##### DATASET #####
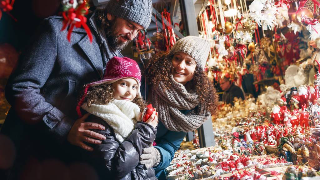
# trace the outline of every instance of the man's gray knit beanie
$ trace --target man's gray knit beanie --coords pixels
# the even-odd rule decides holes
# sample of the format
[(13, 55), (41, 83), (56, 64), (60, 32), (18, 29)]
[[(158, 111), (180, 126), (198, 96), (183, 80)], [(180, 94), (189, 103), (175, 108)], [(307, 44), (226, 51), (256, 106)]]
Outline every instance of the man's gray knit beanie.
[(203, 70), (208, 59), (211, 45), (209, 40), (196, 36), (187, 36), (176, 42), (169, 55), (181, 52), (192, 56), (198, 67)]
[(110, 0), (106, 7), (108, 12), (134, 22), (146, 29), (151, 21), (151, 0)]

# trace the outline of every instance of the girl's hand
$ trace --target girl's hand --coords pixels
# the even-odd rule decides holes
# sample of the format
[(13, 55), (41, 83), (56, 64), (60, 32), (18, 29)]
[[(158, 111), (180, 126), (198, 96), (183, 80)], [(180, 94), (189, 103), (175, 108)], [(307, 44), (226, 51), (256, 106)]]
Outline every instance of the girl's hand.
[(158, 125), (158, 112), (156, 111), (156, 108), (154, 108), (155, 111), (152, 112), (152, 114), (149, 118), (148, 120), (146, 121), (146, 123), (147, 123), (152, 126), (155, 128), (156, 128)]
[(138, 117), (138, 119), (137, 121), (141, 121), (141, 118), (142, 117), (142, 113), (140, 113), (140, 115), (139, 115), (139, 117)]

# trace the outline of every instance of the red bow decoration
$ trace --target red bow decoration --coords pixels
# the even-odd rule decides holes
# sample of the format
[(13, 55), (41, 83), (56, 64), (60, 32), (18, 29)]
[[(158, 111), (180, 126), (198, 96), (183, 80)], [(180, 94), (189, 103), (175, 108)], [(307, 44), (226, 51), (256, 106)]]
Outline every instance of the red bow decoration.
[(247, 46), (244, 45), (237, 44), (235, 47), (235, 49), (237, 52), (240, 53), (241, 57), (244, 59), (244, 53), (247, 53)]
[(285, 5), (287, 6), (288, 9), (290, 9), (290, 4), (287, 0), (279, 0), (275, 2), (275, 5), (277, 7), (282, 7), (283, 5)]
[(2, 16), (2, 11), (3, 11), (6, 12), (14, 20), (14, 21), (17, 21), (17, 19), (14, 18), (9, 12), (13, 8), (13, 3), (14, 3), (14, 0), (3, 0), (1, 1), (1, 3), (0, 3), (0, 20), (1, 19), (1, 18)]
[(68, 26), (70, 26), (67, 36), (69, 42), (71, 37), (71, 33), (75, 26), (80, 28), (82, 26), (88, 34), (90, 43), (92, 43), (93, 39), (92, 34), (86, 23), (87, 18), (84, 16), (84, 15), (88, 14), (88, 9), (85, 6), (85, 4), (86, 1), (84, 1), (83, 3), (78, 5), (76, 9), (71, 8), (67, 11), (65, 11), (62, 13), (64, 20), (63, 26), (61, 29), (61, 31), (64, 30)]
[(241, 22), (241, 21), (243, 19), (243, 17), (241, 16), (241, 17), (240, 19), (238, 18), (237, 20), (237, 22), (236, 23), (236, 30), (238, 30), (238, 26), (239, 25), (242, 26), (242, 23)]
[(312, 18), (310, 18), (305, 15), (302, 15), (301, 16), (301, 22), (302, 24), (311, 25), (311, 28), (314, 30), (317, 33), (317, 34), (318, 34), (318, 31), (312, 27), (312, 26), (316, 25), (318, 23), (318, 20), (316, 19), (313, 20)]

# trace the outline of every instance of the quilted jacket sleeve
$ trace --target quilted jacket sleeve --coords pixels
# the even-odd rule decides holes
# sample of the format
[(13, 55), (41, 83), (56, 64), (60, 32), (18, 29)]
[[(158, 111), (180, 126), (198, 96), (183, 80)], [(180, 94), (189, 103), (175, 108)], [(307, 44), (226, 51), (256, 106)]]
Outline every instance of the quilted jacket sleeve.
[(148, 124), (138, 122), (131, 135), (120, 144), (112, 128), (105, 121), (93, 116), (89, 119), (90, 122), (106, 127), (104, 130), (92, 130), (106, 137), (101, 144), (93, 146), (92, 160), (105, 167), (115, 179), (121, 179), (135, 169), (142, 149), (151, 144), (155, 138), (156, 129)]

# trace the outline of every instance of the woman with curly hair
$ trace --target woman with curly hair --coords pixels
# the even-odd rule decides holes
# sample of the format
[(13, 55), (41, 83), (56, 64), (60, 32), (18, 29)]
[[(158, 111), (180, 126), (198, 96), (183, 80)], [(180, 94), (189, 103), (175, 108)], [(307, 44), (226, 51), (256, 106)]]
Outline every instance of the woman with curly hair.
[(146, 107), (140, 95), (141, 78), (134, 60), (115, 56), (107, 63), (103, 79), (86, 85), (81, 96), (79, 116), (81, 108), (91, 114), (86, 122), (105, 127), (92, 130), (105, 140), (91, 145), (91, 152), (80, 149), (100, 179), (156, 179), (153, 168), (139, 164), (142, 150), (154, 141), (158, 124), (155, 109), (145, 122), (140, 121)]
[(201, 126), (216, 110), (217, 94), (204, 72), (210, 46), (206, 39), (187, 37), (169, 54), (140, 66), (144, 74), (142, 95), (158, 110), (160, 120), (157, 145), (143, 149), (140, 163), (153, 167), (159, 179), (165, 179), (164, 169), (187, 133)]

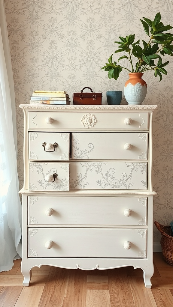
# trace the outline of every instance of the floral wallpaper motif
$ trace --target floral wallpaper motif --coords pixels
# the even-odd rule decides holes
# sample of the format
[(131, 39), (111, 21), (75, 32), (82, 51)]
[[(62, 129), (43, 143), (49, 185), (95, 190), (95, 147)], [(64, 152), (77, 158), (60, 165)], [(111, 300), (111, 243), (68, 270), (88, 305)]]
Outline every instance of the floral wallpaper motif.
[[(120, 36), (135, 33), (147, 39), (139, 20), (160, 12), (173, 25), (173, 0), (5, 0), (15, 90), (21, 188), (23, 181), (23, 117), (21, 103), (34, 90), (65, 90), (71, 103), (74, 92), (85, 86), (103, 93), (123, 90), (126, 71), (116, 81), (100, 68), (115, 50)], [(114, 54), (115, 60), (118, 58)], [(173, 220), (173, 58), (159, 83), (153, 72), (143, 78), (148, 91), (143, 104), (156, 104), (153, 125), (154, 218), (164, 224)], [(165, 58), (165, 61), (167, 58)], [(127, 103), (123, 97), (122, 103)], [(154, 227), (154, 240), (160, 234)]]

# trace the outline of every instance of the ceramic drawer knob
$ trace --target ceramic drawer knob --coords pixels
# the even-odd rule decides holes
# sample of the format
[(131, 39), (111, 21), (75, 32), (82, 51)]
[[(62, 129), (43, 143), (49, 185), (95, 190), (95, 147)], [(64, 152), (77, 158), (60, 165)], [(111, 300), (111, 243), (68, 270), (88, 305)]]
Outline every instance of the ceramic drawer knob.
[(50, 249), (50, 248), (51, 248), (53, 246), (53, 241), (51, 241), (51, 240), (49, 240), (49, 241), (47, 241), (47, 242), (46, 242), (45, 243), (45, 247), (46, 247), (47, 249)]
[(130, 143), (127, 143), (124, 146), (124, 148), (126, 150), (130, 150), (131, 148), (131, 145)]
[(125, 249), (130, 249), (131, 248), (131, 243), (129, 241), (126, 241), (124, 243), (124, 247)]
[(124, 211), (124, 214), (126, 216), (130, 216), (131, 214), (131, 211), (130, 209), (125, 209)]
[(54, 182), (55, 181), (55, 179), (58, 176), (58, 174), (56, 173), (53, 174), (53, 175), (50, 175), (48, 174), (45, 176), (45, 180), (47, 182)]
[(132, 122), (132, 120), (130, 117), (127, 117), (124, 119), (124, 123), (126, 125), (131, 125)]
[(48, 208), (45, 212), (46, 215), (47, 216), (51, 216), (53, 214), (53, 211), (51, 208)]
[(52, 117), (46, 117), (45, 120), (45, 121), (48, 125), (51, 125), (54, 121), (54, 120)]
[[(56, 142), (52, 144), (51, 143), (46, 143), (46, 142), (44, 142), (42, 144), (42, 146), (44, 147), (45, 151), (48, 151), (49, 153), (51, 151), (54, 151), (55, 148), (58, 146), (58, 144)], [(52, 150), (53, 149), (53, 150)]]

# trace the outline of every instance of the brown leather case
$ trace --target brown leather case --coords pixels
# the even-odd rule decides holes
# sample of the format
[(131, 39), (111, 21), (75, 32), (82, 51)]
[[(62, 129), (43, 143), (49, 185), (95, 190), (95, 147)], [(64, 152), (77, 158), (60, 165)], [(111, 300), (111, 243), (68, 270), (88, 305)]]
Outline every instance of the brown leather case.
[[(85, 88), (89, 88), (91, 93), (83, 93)], [(80, 93), (73, 93), (73, 104), (101, 104), (102, 93), (93, 93), (90, 87), (83, 87)]]

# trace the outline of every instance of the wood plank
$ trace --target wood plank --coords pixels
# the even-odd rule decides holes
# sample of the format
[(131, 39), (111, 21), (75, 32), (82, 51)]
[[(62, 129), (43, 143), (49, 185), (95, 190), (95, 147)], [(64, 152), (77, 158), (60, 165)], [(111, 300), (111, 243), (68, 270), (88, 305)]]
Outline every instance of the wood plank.
[(87, 271), (69, 270), (68, 277), (63, 307), (86, 307)]
[[(47, 278), (47, 276), (32, 276), (30, 286), (44, 286)], [(22, 286), (23, 275), (0, 275), (0, 286)]]
[(118, 307), (136, 307), (136, 306), (133, 303), (127, 270), (127, 267), (123, 267), (108, 271), (110, 298), (112, 307), (118, 305)]
[(15, 307), (38, 307), (44, 287), (24, 287)]
[(109, 290), (87, 290), (86, 307), (111, 307)]
[(151, 289), (146, 288), (142, 277), (129, 277), (134, 306), (157, 307)]
[(107, 275), (107, 272), (108, 270), (98, 270), (98, 269), (95, 269), (95, 270), (91, 270), (91, 271), (87, 271), (87, 275)]
[(152, 288), (173, 289), (173, 278), (172, 277), (152, 277)]
[(1, 307), (14, 307), (23, 288), (22, 286), (3, 287), (0, 293)]
[(157, 307), (172, 307), (173, 297), (169, 289), (152, 289)]
[[(51, 267), (38, 307), (62, 307), (68, 281), (68, 270)], [(73, 293), (73, 290), (71, 290)]]
[(91, 290), (109, 290), (108, 276), (106, 275), (88, 275), (87, 289)]

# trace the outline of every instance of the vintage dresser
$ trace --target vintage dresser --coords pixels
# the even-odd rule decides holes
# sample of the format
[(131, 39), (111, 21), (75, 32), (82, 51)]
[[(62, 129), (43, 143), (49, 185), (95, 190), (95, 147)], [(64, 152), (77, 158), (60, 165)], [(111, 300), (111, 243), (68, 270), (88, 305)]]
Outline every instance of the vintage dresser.
[(154, 105), (21, 105), (23, 284), (43, 265), (132, 266), (151, 286)]

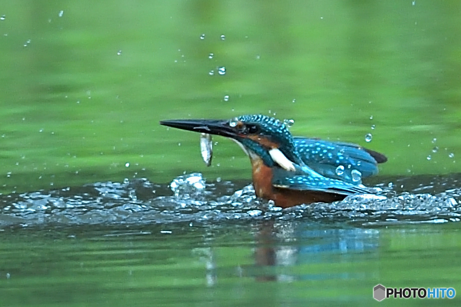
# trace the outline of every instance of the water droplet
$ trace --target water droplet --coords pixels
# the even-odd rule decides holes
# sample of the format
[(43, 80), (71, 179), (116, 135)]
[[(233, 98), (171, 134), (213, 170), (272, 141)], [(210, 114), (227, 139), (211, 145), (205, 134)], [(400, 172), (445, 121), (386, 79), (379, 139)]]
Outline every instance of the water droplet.
[(230, 120), (230, 122), (229, 122), (229, 126), (231, 127), (235, 127), (237, 126), (237, 122), (238, 122), (238, 118), (234, 118)]
[(352, 181), (357, 182), (362, 180), (362, 173), (357, 170), (352, 170), (350, 172), (350, 174), (352, 176)]
[(344, 173), (344, 167), (342, 165), (340, 165), (336, 168), (335, 172), (337, 175), (340, 176)]
[(371, 134), (367, 133), (365, 134), (365, 142), (368, 142), (371, 141), (371, 138), (373, 138), (373, 136), (371, 135)]
[(218, 68), (218, 74), (221, 76), (226, 74), (226, 68), (224, 66)]
[(283, 120), (283, 124), (287, 127), (291, 127), (294, 124), (294, 120)]

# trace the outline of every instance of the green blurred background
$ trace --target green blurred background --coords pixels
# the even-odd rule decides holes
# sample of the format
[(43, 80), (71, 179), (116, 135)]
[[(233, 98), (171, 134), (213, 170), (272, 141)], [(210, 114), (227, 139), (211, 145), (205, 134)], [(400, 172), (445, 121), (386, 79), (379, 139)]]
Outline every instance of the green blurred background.
[(206, 168), (198, 135), (158, 122), (251, 113), (381, 151), (382, 174), (458, 172), (459, 12), (456, 0), (0, 0), (1, 192), (249, 179), (232, 142), (216, 138)]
#####
Rewrite the data from its start through the line that has "21), (151, 0)]", changing "beanie" to "cap" and leaving everything else as it is. Leave the pictures out.

# trace the outline of every instance of the man's gray knit cap
$ trace --target man's gray knit cap --coords pixels
# the even-odd rule decides holes
# sample of the format
[(13, 55), (41, 83), (56, 64), (60, 32), (18, 29)]
[[(158, 111), (180, 126), (198, 96), (183, 80)], [(180, 94), (189, 103), (175, 108)], [(307, 44), (226, 51), (256, 106)]]
Outline every instance of the man's gray knit cap.
[(203, 70), (208, 59), (211, 45), (209, 40), (196, 36), (187, 36), (176, 42), (169, 55), (181, 52), (192, 56), (198, 67)]
[(110, 0), (106, 7), (108, 12), (134, 22), (146, 29), (151, 21), (151, 0)]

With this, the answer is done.